* **Directions**:
Give only the lines from the one containing "Identify every row" through the end of the material below, exactly as written.

Input for this task START

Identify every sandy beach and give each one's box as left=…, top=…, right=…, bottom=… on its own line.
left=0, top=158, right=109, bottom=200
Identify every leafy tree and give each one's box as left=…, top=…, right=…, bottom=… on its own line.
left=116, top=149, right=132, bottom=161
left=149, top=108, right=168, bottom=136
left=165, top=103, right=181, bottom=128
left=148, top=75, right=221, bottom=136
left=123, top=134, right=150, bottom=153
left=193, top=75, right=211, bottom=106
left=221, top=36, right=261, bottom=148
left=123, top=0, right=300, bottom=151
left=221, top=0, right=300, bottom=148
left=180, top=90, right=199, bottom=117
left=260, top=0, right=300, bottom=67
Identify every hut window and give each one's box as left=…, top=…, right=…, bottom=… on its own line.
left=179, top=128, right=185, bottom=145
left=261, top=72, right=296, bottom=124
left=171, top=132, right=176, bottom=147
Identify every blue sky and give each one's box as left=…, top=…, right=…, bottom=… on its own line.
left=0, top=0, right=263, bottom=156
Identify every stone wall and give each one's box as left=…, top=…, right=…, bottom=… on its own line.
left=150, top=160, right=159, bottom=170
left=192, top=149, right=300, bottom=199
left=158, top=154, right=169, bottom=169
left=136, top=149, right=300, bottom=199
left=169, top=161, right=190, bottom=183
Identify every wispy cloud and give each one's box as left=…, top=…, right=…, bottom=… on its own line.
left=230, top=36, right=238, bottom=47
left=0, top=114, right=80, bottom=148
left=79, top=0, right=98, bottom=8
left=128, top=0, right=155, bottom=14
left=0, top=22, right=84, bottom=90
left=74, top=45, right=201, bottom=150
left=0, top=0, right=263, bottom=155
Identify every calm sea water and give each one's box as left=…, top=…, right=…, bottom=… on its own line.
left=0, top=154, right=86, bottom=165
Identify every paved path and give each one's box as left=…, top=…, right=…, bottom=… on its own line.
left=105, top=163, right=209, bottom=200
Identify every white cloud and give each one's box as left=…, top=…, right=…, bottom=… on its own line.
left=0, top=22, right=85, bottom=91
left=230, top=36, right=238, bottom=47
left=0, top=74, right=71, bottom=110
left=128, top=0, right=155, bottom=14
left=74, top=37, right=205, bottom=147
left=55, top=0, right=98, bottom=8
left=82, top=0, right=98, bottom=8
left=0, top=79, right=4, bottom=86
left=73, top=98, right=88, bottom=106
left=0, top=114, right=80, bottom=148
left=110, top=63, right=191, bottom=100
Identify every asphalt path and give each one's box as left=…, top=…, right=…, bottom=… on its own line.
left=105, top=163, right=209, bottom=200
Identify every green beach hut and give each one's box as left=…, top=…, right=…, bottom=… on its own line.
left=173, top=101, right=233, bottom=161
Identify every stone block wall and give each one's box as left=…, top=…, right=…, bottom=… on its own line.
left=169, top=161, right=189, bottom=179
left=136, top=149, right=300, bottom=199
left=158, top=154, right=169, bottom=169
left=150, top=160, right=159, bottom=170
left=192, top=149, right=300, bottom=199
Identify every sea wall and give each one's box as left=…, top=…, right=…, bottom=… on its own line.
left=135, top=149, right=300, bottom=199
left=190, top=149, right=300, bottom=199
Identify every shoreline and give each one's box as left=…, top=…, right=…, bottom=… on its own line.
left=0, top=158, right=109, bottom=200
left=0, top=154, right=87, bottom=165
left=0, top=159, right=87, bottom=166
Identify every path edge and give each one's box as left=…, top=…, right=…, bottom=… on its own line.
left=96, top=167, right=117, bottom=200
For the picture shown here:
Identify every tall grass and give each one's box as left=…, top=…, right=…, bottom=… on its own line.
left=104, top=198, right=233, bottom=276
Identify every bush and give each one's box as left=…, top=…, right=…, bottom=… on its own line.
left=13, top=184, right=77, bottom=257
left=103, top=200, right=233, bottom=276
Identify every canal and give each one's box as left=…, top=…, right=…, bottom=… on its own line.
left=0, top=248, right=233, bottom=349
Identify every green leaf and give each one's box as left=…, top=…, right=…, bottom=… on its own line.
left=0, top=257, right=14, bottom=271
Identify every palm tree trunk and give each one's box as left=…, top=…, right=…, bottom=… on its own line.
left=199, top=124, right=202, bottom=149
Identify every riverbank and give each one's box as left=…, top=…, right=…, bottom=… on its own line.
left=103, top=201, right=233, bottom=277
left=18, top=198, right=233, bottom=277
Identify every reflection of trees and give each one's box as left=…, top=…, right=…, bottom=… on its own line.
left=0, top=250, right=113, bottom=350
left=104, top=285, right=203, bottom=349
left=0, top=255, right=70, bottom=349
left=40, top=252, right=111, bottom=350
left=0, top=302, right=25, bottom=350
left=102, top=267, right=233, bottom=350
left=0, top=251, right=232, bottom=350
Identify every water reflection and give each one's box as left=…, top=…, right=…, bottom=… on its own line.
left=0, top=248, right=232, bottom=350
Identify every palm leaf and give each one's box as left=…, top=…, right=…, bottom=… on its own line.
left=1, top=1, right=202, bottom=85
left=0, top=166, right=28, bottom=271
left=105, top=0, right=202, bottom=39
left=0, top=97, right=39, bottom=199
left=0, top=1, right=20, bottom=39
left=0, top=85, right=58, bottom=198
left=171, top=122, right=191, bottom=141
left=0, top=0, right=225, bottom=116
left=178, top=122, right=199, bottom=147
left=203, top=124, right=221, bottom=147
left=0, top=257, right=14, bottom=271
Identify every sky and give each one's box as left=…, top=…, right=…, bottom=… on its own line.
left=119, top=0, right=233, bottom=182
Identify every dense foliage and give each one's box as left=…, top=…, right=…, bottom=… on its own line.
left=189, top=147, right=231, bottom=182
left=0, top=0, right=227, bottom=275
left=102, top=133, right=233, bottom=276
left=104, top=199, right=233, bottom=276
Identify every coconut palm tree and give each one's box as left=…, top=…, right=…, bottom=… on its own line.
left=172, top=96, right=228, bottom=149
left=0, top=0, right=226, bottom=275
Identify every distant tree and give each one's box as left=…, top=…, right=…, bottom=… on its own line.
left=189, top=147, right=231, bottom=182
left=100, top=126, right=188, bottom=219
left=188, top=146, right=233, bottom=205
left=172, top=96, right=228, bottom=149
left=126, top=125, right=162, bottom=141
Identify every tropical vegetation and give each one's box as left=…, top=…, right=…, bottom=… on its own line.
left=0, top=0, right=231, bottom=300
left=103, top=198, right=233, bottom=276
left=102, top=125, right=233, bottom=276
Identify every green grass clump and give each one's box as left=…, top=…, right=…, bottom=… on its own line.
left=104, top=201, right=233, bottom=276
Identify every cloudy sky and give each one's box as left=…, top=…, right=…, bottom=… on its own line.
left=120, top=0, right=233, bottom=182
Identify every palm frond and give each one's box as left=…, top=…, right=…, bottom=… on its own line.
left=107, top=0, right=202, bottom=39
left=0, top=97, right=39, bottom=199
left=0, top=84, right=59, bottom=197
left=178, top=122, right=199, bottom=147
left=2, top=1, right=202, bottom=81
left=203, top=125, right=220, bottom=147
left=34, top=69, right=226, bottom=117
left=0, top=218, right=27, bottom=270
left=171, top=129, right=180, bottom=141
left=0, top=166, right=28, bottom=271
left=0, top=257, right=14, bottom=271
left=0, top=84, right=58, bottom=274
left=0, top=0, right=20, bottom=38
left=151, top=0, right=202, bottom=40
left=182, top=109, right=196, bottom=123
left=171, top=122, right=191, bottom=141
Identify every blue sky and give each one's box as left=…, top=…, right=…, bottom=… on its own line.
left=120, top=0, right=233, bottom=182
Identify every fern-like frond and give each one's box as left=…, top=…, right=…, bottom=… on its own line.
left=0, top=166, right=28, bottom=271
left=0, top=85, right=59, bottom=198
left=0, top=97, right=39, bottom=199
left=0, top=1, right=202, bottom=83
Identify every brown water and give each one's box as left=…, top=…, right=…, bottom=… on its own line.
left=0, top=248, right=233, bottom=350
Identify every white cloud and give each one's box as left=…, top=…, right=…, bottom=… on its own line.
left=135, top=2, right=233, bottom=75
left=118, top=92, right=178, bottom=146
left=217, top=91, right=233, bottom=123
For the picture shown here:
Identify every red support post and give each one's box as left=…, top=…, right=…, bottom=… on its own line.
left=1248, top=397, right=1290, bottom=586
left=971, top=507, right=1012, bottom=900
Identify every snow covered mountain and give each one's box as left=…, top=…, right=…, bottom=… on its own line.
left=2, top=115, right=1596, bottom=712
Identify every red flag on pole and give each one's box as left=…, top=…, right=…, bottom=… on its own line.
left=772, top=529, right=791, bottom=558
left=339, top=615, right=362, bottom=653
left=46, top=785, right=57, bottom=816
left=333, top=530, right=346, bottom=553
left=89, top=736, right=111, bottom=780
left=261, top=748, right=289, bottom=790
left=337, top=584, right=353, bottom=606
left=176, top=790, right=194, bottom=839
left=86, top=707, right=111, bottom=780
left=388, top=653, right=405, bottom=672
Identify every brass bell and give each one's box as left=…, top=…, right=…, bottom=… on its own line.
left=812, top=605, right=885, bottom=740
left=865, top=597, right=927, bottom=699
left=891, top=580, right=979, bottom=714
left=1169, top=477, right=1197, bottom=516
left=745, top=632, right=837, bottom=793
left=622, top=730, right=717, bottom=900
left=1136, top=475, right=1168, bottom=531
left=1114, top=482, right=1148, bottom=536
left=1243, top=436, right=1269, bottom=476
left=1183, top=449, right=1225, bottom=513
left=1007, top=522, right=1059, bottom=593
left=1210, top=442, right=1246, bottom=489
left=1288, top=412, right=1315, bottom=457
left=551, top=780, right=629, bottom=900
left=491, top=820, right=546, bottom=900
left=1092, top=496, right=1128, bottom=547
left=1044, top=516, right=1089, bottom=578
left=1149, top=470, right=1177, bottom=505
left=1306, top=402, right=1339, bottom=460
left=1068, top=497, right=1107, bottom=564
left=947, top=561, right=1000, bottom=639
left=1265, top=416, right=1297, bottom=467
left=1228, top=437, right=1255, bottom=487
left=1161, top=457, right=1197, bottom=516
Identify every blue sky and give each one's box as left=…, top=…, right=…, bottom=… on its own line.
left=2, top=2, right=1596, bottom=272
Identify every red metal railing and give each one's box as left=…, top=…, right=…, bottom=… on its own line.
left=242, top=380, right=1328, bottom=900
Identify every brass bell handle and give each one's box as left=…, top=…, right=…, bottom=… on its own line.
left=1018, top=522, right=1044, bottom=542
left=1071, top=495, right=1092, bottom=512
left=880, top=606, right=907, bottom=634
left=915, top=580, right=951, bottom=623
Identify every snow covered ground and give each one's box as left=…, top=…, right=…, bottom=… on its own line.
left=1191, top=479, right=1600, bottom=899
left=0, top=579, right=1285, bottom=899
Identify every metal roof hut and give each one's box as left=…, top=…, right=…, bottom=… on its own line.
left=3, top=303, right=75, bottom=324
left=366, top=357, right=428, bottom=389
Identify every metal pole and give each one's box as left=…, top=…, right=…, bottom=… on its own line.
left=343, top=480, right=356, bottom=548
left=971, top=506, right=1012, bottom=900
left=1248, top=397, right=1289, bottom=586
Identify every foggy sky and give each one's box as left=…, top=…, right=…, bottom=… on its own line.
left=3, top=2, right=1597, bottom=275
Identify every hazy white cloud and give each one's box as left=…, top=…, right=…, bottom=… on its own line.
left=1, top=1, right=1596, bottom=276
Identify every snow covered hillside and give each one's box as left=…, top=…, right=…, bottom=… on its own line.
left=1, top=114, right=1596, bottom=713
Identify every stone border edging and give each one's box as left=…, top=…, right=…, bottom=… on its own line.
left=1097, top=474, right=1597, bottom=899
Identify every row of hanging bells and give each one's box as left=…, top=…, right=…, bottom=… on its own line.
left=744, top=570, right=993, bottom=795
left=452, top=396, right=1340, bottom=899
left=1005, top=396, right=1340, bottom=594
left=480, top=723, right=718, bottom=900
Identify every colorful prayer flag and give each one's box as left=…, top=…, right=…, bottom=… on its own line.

Input for this task END

* **Solved exercise**:
Identify every row of hanging bells and give each one's box as left=…, top=…, right=…, bottom=… on its own line.
left=744, top=570, right=993, bottom=795
left=452, top=396, right=1340, bottom=899
left=1005, top=396, right=1340, bottom=594
left=480, top=723, right=718, bottom=900
Identify every colorful prayer flag and give each one's box as left=…, top=…, right=…, bottom=… on its own line.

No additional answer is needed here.